**Assignment A**
In the essay, what solved the problem with the writer's phone?
**Assignment B**
Quote the essay word for word from "The Amtrak customer" to "talk about exercise.".

Image by Proxyclick Visitor Management System on Unsplash.
So I’m in a restaurant that has the menu in QR codes. And my phone goes blank when I try to read the QR code. A helpful young lady says, “My grandfather has the same problem. He can’t do tech.”
Me: “That is NOT my problem. I read QR codes all the time. I even made a QR code for my book.”
Girl (unconvinced): “But a phone is different…”
Later I find out that there IS a problem with my phone. I get a data upgrade from Verizon. Problem solved.
And then there is the time I am waiting for a bus. A strange man asks, “Ma’am, are you all right?”
I respond, not very politely, “Why would I NOT be all right? I’m just waiting for the bus.”
No walker. No cane. I’m pulling a wheelie suitcase. And this is the 99th time I’ve been asked if I am ok or lost or need help.
The man gets angry though.
“I was just asking if you are all right!” he says. He obviously doesn’t know that less than half of all people who are “old” have mobility problems. Just a tiny fraction of people have mental problems. I’m fine. Just annoyed.
It IS true that my hair is frizzy so I look older. I also work out four times a week in a studio with people half my age. As I say in my book, I want people to look at my butt, not my face.
But I have to admit there are good questions.
One of the “are you all right” idiots gave me a free ride home in a cab. I didn’t say a word. I can easily afford my own cabs. I was waiting for a bus and she decided I looked cold and old and feeble. I was wearing an old but very warm parka. Maybe she thought I was homeless.
The Amtrak customer service rep offers to guide me onto the train in an elevator. I absolutely hate escalators. I have hated them since I was old enough to ride them.
So.I say yes. I actually say “Absolutely!” She even offers to push my wheelie bag and refuses a tip.
I decide not to talk about exercise.
In my book, I write about a dilemma when an earnest volunteer offered to move me to a wheelchair. I’d go right to the head of a very long line. I didn’t have the heart to say yes. Luckily the line moved fast.
When I do comedy, I also talk about that man who put his arm on me when I was getting off a bus with two bags of groceries. He explained he wanted to help. So why not grab a bag? “They’re too heavy,” he says.
Living in a city exposes you to the worst. It’s hard not to get mad after the 99th remark. Haven’t they ever seen an older HEALTHY person before?
I guess not….in my book (and in another article) I write about the fact that even medical professionals get this wrong. They only see unhealthy people of all ages. People who need help. People who totter and fall.
So I guess I am a hypocrite. When it’s convenient, I’ll take the help. I won’t explain that I have been scared of escalators (and a lot of stairs) all my life. I won’t point out that I can carry my luggage. I can’t always put it in the overhead compartment.
I’ll just get help, like I’ve done ever since I can remember. Nobody needs to know.

Spatial localization data:
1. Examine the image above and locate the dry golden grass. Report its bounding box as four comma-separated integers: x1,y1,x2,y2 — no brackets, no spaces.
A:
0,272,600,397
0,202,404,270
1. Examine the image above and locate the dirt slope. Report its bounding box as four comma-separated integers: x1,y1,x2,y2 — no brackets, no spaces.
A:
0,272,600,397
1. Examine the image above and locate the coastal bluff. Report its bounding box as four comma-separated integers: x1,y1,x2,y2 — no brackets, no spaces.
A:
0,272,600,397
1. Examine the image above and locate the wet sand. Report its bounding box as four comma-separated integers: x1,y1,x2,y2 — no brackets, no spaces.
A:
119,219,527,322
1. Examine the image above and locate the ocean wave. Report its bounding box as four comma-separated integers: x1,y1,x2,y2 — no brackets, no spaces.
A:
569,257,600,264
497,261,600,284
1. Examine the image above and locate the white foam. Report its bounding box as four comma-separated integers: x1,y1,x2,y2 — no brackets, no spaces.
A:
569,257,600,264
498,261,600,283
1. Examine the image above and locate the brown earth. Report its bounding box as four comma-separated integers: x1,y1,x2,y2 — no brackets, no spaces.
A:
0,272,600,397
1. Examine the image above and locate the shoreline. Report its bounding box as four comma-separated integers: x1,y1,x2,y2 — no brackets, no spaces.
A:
==
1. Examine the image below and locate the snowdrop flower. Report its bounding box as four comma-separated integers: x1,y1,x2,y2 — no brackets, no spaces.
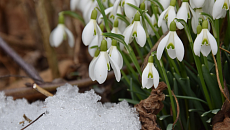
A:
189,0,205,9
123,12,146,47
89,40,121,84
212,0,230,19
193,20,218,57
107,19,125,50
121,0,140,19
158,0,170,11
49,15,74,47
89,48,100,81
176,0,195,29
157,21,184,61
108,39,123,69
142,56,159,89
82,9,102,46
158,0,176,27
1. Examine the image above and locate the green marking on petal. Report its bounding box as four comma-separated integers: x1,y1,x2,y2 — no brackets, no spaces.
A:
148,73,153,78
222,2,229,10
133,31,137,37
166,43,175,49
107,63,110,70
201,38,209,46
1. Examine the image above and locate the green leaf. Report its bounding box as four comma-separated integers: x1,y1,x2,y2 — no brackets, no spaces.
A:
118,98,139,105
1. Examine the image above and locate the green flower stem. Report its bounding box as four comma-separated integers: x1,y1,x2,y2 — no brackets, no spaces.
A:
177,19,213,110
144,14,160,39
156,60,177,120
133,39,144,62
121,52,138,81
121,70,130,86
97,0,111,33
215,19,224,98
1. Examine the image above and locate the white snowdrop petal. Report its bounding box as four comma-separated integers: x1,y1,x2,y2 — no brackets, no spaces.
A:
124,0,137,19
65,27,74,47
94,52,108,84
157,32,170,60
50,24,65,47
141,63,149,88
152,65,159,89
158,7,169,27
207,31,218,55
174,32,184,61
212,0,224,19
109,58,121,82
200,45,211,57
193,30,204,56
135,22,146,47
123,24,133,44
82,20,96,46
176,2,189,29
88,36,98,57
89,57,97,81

**Worked solution A**
A data upgrade from Verizon.

**Worked solution B**
The Amtrak customer service rep offers to guide me onto the train in an elevator. I absolutely hate escalators. I have hated them since I was old enough to ride them.
So.I say yes. I actually say “Absolutely!” She even offers to push my wheelie bag and refuses a tip.
I decide not to talk about exercise.